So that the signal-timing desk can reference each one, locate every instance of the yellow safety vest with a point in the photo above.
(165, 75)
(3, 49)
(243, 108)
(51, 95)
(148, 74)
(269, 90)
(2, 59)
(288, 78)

——

In the lines above, every record is to be repeated exactly.

> TASK RESULT
So that the signal-timing desk can reference each one, locate every instance of the yellow safety vest with a point in the photo above.
(165, 75)
(3, 49)
(243, 108)
(51, 95)
(148, 74)
(269, 90)
(2, 59)
(288, 78)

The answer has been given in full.